__TEXTE FOURNI__
_ _ _ _ _ _ _

Entretien avec David Chipperfield à propos du nouvel espace phare de SSENSE et de l’attrait des extrêmes
L’architecte anglais de renom s’entretient avec la directrice de la stratégie de vente de SSENSE, Talia Dorsey
- Entrevue: Talia Dorsey
- Photographie: Rebecca Storm (Portraits)
- Photographie: Dominik Hodel (Architecture)

Le 3 mai dernier a eu lieu l’inauguration de l’espace phare SSENSE, dont la conception a été confiée à David Chipperfield Architects. Niché au cœur du vieux port de Montréal, il s’agit d’une réelle synthèse entre l’ancien et le nouveau, tant au niveau de la forme que de la fonction.

Alors que la façade historique du 418 rue Saint-Sulpice fût préservée, l’intérieur a été transformé de manière élégante pour exprimer avec emphase l’économie esthétique, le tout traduit grâce à un assemblage harmonieux de béton noir et d’acier inoxydable.

_ _ _ _ _ _ _

__LES RANGÉES__

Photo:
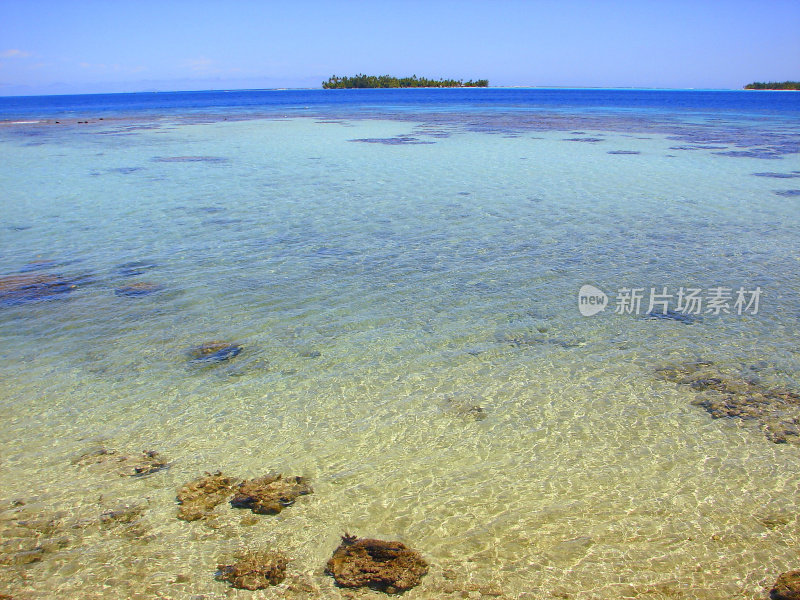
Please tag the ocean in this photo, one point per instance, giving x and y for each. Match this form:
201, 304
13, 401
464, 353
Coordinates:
546, 338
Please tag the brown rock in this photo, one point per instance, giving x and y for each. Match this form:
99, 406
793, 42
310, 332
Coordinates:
214, 352
199, 497
146, 463
787, 586
141, 288
270, 494
390, 567
28, 287
777, 411
254, 570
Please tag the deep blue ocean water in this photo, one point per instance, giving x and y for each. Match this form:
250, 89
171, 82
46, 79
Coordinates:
236, 101
392, 281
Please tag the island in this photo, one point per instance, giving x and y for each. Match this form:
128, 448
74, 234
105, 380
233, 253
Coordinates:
388, 81
773, 85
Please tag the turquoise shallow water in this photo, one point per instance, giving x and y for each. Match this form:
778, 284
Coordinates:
381, 289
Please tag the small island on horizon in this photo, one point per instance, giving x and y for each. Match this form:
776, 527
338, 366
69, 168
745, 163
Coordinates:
773, 85
388, 81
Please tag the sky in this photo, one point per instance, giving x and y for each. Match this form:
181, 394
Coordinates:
86, 46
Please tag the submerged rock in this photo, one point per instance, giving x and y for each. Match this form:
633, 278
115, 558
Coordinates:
211, 352
722, 396
38, 265
269, 494
254, 570
146, 463
209, 159
124, 514
389, 567
199, 497
136, 267
141, 288
787, 586
674, 315
33, 287
467, 408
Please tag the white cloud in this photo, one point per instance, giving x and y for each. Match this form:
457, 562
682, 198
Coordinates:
14, 53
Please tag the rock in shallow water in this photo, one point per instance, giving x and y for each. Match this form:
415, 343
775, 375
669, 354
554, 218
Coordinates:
141, 288
212, 352
32, 287
777, 410
787, 587
136, 267
254, 570
390, 567
270, 494
146, 463
199, 497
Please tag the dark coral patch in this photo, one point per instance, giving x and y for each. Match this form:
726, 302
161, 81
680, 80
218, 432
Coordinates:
254, 570
32, 287
199, 497
399, 140
213, 352
133, 268
270, 494
135, 290
389, 567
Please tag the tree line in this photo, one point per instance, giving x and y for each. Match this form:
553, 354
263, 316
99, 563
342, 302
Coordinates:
773, 85
388, 81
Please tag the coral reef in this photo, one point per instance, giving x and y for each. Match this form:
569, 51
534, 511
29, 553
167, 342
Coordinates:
133, 268
776, 410
32, 287
146, 463
199, 497
212, 352
141, 288
254, 570
269, 494
467, 408
390, 567
787, 586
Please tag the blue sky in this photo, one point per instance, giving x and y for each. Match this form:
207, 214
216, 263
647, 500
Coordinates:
75, 46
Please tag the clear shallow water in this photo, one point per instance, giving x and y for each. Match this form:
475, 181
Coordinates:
377, 288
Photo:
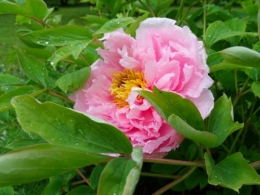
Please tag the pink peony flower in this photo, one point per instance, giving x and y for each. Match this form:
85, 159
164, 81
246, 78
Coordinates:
162, 55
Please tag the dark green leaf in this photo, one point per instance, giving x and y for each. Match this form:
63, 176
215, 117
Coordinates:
167, 103
57, 183
62, 126
33, 68
7, 190
121, 175
219, 31
7, 79
82, 190
241, 56
115, 24
5, 99
60, 36
256, 88
203, 137
42, 161
221, 120
232, 172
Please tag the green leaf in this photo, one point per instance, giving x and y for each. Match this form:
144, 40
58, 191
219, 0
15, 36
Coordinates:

_ _ _ _ _ _ _

__TRAVAIL DEMANDÉ__
A – Dans l'article sur l'espace phare SSENSE, quels matériaux forment l'assemblage qui traduit l'économie esthétique de l'intérieur ?
B – Comptez les lignes des rangées qui contiennent le mot « coral » et donnez uniquement ce nombre.

__CORRIGÉ__
A – Le béton noir et l'acier inoxydable.

B – 2